▶ **Exercise A**:
Find each line of the listing that contains the word "headlight", and copy those lines out.
===============
First, she will be planning a conference tentatively scheduled for May 2018 with two colleagues affiliated with the Université de Cergy-Pontoise (UCP) who have conducted research on the colonial subject, World War I, and its memorializations. The bilingual (French-English) conference, World War I and the Colonial Legacy: Sites of Memory, Traces of Forgetting, will be one of the few dedicated to the representation and memory of the colonial subject and his experience of the war. It will contribute to decolonizing the study of the war and its legacy. The Musée de l’histoire de l’immigration (Museum of the History of Immigration) in Paris has agreed to support the event.
===============
▶ **Exercise B**:
Continue the passage about the planned conference on World War I and the colonial legacy, starting after its final sentence.
===============
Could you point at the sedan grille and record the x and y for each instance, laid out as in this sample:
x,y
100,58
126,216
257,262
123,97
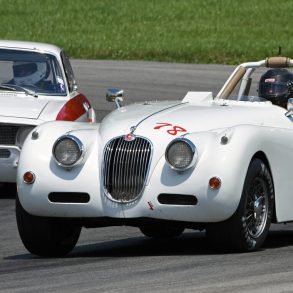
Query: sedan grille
x,y
126,164
8,134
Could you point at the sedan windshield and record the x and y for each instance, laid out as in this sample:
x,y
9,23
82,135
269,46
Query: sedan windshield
x,y
30,72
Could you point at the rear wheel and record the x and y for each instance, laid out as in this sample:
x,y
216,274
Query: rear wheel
x,y
161,231
247,229
45,236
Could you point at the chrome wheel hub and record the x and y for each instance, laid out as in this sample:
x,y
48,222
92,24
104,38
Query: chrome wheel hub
x,y
257,208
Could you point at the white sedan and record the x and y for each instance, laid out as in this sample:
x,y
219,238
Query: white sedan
x,y
220,163
37,84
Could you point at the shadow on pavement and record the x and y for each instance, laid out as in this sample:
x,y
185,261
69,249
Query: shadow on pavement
x,y
188,244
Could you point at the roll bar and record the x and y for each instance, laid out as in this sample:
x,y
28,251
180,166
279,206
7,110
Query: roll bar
x,y
239,72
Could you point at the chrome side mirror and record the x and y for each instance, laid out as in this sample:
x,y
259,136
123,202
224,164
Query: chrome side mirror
x,y
289,108
115,95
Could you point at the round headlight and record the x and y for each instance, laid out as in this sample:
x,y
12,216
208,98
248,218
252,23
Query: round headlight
x,y
68,151
181,154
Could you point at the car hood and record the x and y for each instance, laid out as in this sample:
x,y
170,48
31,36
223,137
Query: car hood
x,y
171,119
21,106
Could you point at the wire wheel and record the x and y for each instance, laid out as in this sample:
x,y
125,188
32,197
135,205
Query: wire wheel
x,y
257,208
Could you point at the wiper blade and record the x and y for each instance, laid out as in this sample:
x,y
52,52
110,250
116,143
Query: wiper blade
x,y
15,87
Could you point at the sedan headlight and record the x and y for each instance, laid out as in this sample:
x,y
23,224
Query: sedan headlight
x,y
68,151
181,154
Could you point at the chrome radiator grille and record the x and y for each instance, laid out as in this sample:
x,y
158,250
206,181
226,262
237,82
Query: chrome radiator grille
x,y
8,134
126,165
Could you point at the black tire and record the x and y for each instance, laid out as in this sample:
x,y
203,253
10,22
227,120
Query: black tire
x,y
161,231
247,229
47,237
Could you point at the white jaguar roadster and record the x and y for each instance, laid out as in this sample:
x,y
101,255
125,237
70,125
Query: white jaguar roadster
x,y
36,85
222,164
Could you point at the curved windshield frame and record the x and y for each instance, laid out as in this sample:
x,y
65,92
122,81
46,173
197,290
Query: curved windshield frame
x,y
43,72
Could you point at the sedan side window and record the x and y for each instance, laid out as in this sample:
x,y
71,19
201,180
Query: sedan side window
x,y
68,72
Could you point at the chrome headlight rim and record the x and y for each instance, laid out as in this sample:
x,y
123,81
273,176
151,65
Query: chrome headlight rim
x,y
193,151
80,149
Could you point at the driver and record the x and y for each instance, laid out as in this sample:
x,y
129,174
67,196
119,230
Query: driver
x,y
276,85
30,73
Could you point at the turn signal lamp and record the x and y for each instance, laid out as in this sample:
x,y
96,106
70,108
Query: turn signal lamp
x,y
215,183
29,177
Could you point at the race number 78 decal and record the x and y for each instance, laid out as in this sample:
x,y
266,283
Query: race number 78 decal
x,y
170,128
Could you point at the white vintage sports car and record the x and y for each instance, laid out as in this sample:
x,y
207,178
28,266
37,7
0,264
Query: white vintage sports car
x,y
222,164
36,85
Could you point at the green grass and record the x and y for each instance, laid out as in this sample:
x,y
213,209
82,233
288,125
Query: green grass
x,y
194,31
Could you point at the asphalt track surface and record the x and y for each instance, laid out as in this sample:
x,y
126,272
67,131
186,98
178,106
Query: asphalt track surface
x,y
120,259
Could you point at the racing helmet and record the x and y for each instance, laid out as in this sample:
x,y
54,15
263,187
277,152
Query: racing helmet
x,y
276,85
29,72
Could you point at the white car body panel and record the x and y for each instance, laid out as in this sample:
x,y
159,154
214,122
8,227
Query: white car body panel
x,y
227,135
19,109
213,206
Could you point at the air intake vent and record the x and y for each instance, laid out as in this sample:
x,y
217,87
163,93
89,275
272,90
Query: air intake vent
x,y
126,164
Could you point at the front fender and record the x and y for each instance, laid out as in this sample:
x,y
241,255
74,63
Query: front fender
x,y
225,154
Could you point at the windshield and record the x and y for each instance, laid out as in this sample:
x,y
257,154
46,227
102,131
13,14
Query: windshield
x,y
30,72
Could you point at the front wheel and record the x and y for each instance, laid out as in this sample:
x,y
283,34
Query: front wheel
x,y
247,229
47,237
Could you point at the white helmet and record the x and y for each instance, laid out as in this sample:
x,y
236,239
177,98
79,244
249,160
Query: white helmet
x,y
29,72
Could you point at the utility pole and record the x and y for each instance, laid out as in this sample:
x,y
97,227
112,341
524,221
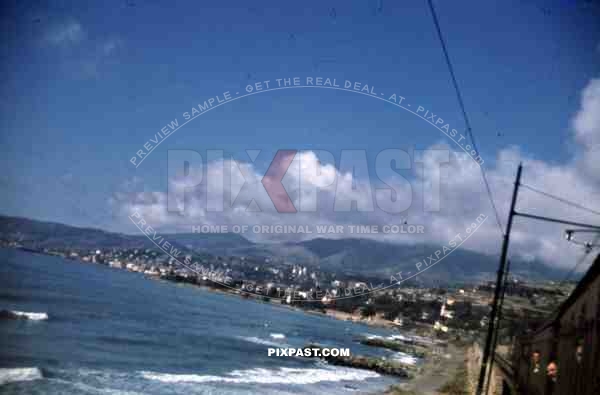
===============
▶ **Task output A**:
Could you point at the round headlight and record the x and y for each instance, laid out as in this sample:
Query: round headlight
Could you point at the sedan headlight and record the x and y for each instance, laid out as in this sample:
Query: sedan headlight
Could you point at the chrome headlight rim and record the x and y for each instance, laid out as in this sample:
Query: chrome headlight rim

▶ **Task output B**:
Second, the grant will support Dr. Shanahan’s archival research into the psychiatric and photographic work of Gaëtan Gatian de Clérambault (1872-1934), a veteran of the war and chief psychiatrist for the Parisian police during the interwar years. This research has as its long-term goal a book entitled: Silence, Surveillance and Psychiatry: Gaëtan Gatian de Clérambault and The French Colonial Subject (1914-34).  In the interwar years, when the Parisian police provided services to and conducted surveillance of immigrants, Clérambault held a key role in describing, documenting, committing (or exiling) the criminally insane. Both projects are expected to result in book publications and in furthering knowledge about the war, colonial relations, and their psychological conditions.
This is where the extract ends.